Given entries -
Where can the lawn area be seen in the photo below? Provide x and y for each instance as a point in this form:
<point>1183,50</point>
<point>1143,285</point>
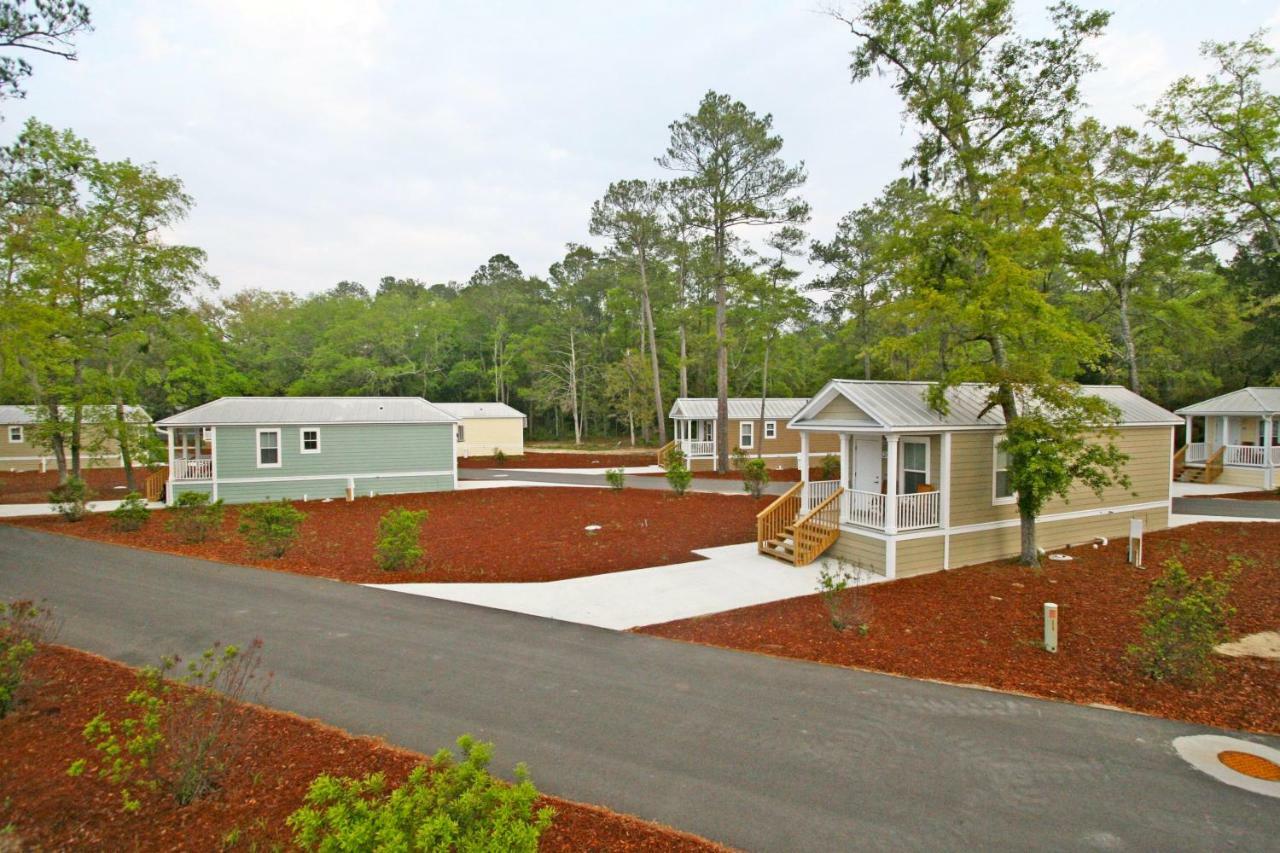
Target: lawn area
<point>499,534</point>
<point>48,810</point>
<point>983,625</point>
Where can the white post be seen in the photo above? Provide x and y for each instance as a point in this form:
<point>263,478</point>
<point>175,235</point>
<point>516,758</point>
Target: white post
<point>891,486</point>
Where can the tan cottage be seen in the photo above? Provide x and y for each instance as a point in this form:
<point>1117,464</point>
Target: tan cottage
<point>769,437</point>
<point>919,491</point>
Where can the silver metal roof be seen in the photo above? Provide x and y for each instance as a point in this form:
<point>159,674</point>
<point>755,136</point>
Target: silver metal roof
<point>1246,401</point>
<point>739,407</point>
<point>92,414</point>
<point>904,405</point>
<point>231,411</point>
<point>476,411</point>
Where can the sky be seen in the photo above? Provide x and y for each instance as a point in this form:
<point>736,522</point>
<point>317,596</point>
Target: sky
<point>329,140</point>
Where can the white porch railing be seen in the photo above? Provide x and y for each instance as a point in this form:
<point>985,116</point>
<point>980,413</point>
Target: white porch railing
<point>919,510</point>
<point>193,469</point>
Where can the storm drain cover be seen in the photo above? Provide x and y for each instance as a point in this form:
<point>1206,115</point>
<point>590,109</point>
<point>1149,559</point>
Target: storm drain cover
<point>1233,761</point>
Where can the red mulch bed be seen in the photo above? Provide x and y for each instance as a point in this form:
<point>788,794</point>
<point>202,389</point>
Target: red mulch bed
<point>502,534</point>
<point>33,487</point>
<point>983,625</point>
<point>49,810</point>
<point>565,460</point>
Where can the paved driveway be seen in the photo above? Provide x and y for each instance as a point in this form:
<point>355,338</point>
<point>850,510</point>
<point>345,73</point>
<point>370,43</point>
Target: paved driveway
<point>752,751</point>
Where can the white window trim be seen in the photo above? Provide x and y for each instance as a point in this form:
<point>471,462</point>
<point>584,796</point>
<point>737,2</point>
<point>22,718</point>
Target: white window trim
<point>996,500</point>
<point>302,445</point>
<point>901,461</point>
<point>279,448</point>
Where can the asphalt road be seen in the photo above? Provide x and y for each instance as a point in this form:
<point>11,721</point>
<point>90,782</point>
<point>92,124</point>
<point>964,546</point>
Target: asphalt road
<point>750,751</point>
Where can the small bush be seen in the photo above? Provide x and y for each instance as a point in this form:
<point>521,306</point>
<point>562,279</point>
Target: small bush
<point>679,477</point>
<point>830,468</point>
<point>755,477</point>
<point>1183,619</point>
<point>132,512</point>
<point>68,498</point>
<point>841,596</point>
<point>23,626</point>
<point>452,806</point>
<point>400,539</point>
<point>193,516</point>
<point>270,528</point>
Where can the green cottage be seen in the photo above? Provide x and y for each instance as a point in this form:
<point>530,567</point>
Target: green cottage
<point>246,450</point>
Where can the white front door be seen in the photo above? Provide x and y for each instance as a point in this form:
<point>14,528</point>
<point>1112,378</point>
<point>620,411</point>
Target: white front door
<point>865,475</point>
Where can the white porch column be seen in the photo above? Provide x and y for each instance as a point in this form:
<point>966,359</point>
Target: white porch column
<point>891,484</point>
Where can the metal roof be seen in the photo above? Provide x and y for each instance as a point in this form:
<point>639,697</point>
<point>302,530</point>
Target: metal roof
<point>91,414</point>
<point>474,411</point>
<point>1246,401</point>
<point>231,411</point>
<point>739,407</point>
<point>904,405</point>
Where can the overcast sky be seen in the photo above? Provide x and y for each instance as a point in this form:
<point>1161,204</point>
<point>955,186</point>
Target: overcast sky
<point>328,140</point>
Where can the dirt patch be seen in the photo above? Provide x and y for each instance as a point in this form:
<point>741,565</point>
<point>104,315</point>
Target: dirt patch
<point>49,810</point>
<point>502,534</point>
<point>565,459</point>
<point>33,487</point>
<point>983,625</point>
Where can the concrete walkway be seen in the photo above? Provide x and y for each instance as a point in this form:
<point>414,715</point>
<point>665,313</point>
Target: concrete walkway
<point>730,576</point>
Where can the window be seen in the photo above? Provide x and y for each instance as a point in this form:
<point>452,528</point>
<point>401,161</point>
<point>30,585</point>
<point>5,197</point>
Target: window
<point>915,465</point>
<point>269,448</point>
<point>1001,491</point>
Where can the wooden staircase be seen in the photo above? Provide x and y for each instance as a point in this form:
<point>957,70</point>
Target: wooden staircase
<point>784,533</point>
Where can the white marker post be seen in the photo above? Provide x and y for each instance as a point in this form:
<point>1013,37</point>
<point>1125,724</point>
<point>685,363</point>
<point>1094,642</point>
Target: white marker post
<point>1050,628</point>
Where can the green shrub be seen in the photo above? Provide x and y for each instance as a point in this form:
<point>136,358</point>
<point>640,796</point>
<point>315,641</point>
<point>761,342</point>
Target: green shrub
<point>193,516</point>
<point>68,498</point>
<point>452,806</point>
<point>1183,619</point>
<point>270,528</point>
<point>400,539</point>
<point>755,477</point>
<point>132,512</point>
<point>679,477</point>
<point>23,626</point>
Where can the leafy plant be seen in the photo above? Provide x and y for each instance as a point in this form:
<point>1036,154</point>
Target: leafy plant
<point>68,498</point>
<point>23,626</point>
<point>841,596</point>
<point>183,734</point>
<point>1183,620</point>
<point>449,806</point>
<point>132,512</point>
<point>270,528</point>
<point>400,539</point>
<point>193,516</point>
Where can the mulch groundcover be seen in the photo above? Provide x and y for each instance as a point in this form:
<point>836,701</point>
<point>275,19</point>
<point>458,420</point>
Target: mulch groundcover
<point>581,459</point>
<point>501,534</point>
<point>33,487</point>
<point>984,625</point>
<point>48,810</point>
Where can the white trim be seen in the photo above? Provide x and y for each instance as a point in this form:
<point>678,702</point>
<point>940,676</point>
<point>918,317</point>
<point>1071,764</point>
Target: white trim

Exercise goal - Switch each "photo" in the items to "image". Write all the items out again with nothing else changed, and leave the pictures out.

In response -
Where can the lawn area be seen in the image below? Provide x and y for each instance as a point in this form:
<point>1183,50</point>
<point>1143,285</point>
Target: lawn area
<point>499,534</point>
<point>48,810</point>
<point>983,625</point>
Where can the white post be seen in the image above? Provide x and y for each instance as a point in this form:
<point>263,478</point>
<point>175,235</point>
<point>516,758</point>
Target: white post
<point>891,486</point>
Where can the tan cottage be seen in the image above? Provide x and y for each instance as a point in this form:
<point>1117,464</point>
Target: tan cottage
<point>769,437</point>
<point>919,491</point>
Where can the silver metal roof be seen in the image above? Provide x and y for each instance as a point in this form:
<point>159,674</point>
<point>755,136</point>
Target: silver metal roof
<point>1246,401</point>
<point>739,407</point>
<point>92,414</point>
<point>904,405</point>
<point>231,411</point>
<point>476,411</point>
Where can the sky be seen in the image above? Provide x and y for each instance as a point in this form:
<point>736,522</point>
<point>317,596</point>
Target: sky
<point>329,140</point>
Where can the white porch railing be seen in the image above? Provide x and y for each instance as a point in this form:
<point>985,116</point>
<point>980,413</point>
Target: white porch railing
<point>919,510</point>
<point>193,469</point>
Where can the storm drain cover be seen in the image above? Provide x and y for each instance as a point in this form:
<point>1206,115</point>
<point>590,109</point>
<point>1149,559</point>
Target: storm drain cover
<point>1233,761</point>
Where can the red mulch bed be seen in the image above? Provide x and y for each instance as a point in this form:
<point>788,794</point>
<point>202,389</point>
Target: red mulch bed
<point>502,534</point>
<point>33,487</point>
<point>983,625</point>
<point>49,810</point>
<point>565,460</point>
Where can the paved driveway be seen in the image above? Provide x and y for each instance as a point in this form:
<point>355,338</point>
<point>850,510</point>
<point>345,73</point>
<point>370,43</point>
Target: paved driveway
<point>752,751</point>
Where can the white window trim be seen in the image above? Provide x and y for each instance as a point in this form:
<point>471,462</point>
<point>584,796</point>
<point>737,2</point>
<point>22,718</point>
Target: white window trim
<point>996,500</point>
<point>302,445</point>
<point>901,461</point>
<point>279,448</point>
Where can the asphalt road be seen in the image above? Provide x and y for each instance as a point in this form:
<point>11,721</point>
<point>90,782</point>
<point>92,124</point>
<point>964,546</point>
Target: asphalt road
<point>750,751</point>
Where can the small bush be seen in the image above? Provide x and y for each instance as a point in this form:
<point>521,306</point>
<point>562,279</point>
Target: small bush
<point>679,477</point>
<point>830,468</point>
<point>755,477</point>
<point>1183,619</point>
<point>132,512</point>
<point>68,498</point>
<point>841,596</point>
<point>23,626</point>
<point>452,806</point>
<point>400,539</point>
<point>193,516</point>
<point>270,528</point>
Where can the green cottage be seen in the image above? Provide x and y for each instance as a point in this form:
<point>530,567</point>
Target: green cottage
<point>246,450</point>
Where can the white front door be seen in the image above? Provide x and y for each instance as a point in this form:
<point>14,528</point>
<point>1112,378</point>
<point>620,411</point>
Target: white front door
<point>865,475</point>
Where can the white porch column be seen in the image above? Provide x and y for each instance as a point in this form:
<point>966,359</point>
Target: white porch column
<point>891,484</point>
Where can the metal roof be seen in the image above? Provide x and y for each instance as a point in this form:
<point>639,697</point>
<point>302,530</point>
Target: metal roof
<point>91,414</point>
<point>474,411</point>
<point>1246,401</point>
<point>231,411</point>
<point>739,407</point>
<point>904,405</point>
Where can the overcast sky be seen in the image above? Provide x and y for each instance as a point in this form:
<point>1161,204</point>
<point>955,186</point>
Target: overcast sky
<point>328,140</point>
Where can the dirt patch be seen in the image above? Provide x and y for each instance as a point in this form:
<point>741,565</point>
<point>104,315</point>
Target: dirt patch
<point>49,810</point>
<point>502,534</point>
<point>565,459</point>
<point>33,487</point>
<point>983,625</point>
Where can the concrete walkway be seen in the image above? Provide x and y for each instance as a point in this form:
<point>414,715</point>
<point>665,313</point>
Target: concrete walkway
<point>730,576</point>
Where can the window be seen in the image above? Provide x and y for each instance as a point in this form:
<point>452,528</point>
<point>401,161</point>
<point>30,585</point>
<point>5,197</point>
Target: window
<point>915,465</point>
<point>269,448</point>
<point>1001,491</point>
Where can the wooden staircase be seen in the image above? Provide x and y for each instance as a point in this form:
<point>957,70</point>
Target: wooden staircase
<point>784,533</point>
Where can the white marker post be seen in the image above? Provide x and y for each instance as a point in this form:
<point>1013,37</point>
<point>1125,724</point>
<point>685,363</point>
<point>1094,642</point>
Target: white marker post
<point>1050,628</point>
Where can the green shrub be seen in the image above? Provide x and y for each instance as a point in this form:
<point>136,358</point>
<point>640,796</point>
<point>315,641</point>
<point>761,342</point>
Target: green shrub
<point>193,516</point>
<point>68,498</point>
<point>452,806</point>
<point>1183,619</point>
<point>270,528</point>
<point>400,539</point>
<point>755,477</point>
<point>132,512</point>
<point>679,477</point>
<point>23,626</point>
Where can the leafy plant be seen in the image above? Provide x and y for each instance as a point in this form:
<point>1036,154</point>
Target: leafy plant
<point>68,498</point>
<point>23,626</point>
<point>841,596</point>
<point>183,734</point>
<point>1183,620</point>
<point>449,806</point>
<point>132,512</point>
<point>270,528</point>
<point>400,539</point>
<point>193,516</point>
Where can the mulch groundcover be seen in the image above? Provide x and y for each instance as a point in this form:
<point>836,701</point>
<point>275,19</point>
<point>458,420</point>
Target: mulch groundcover
<point>581,459</point>
<point>501,534</point>
<point>33,487</point>
<point>984,625</point>
<point>48,810</point>
Where can the white trim be seen in the image above? Provide x and y for each instance as a point in this form:
<point>678,702</point>
<point>940,676</point>
<point>918,317</point>
<point>1071,764</point>
Target: white trim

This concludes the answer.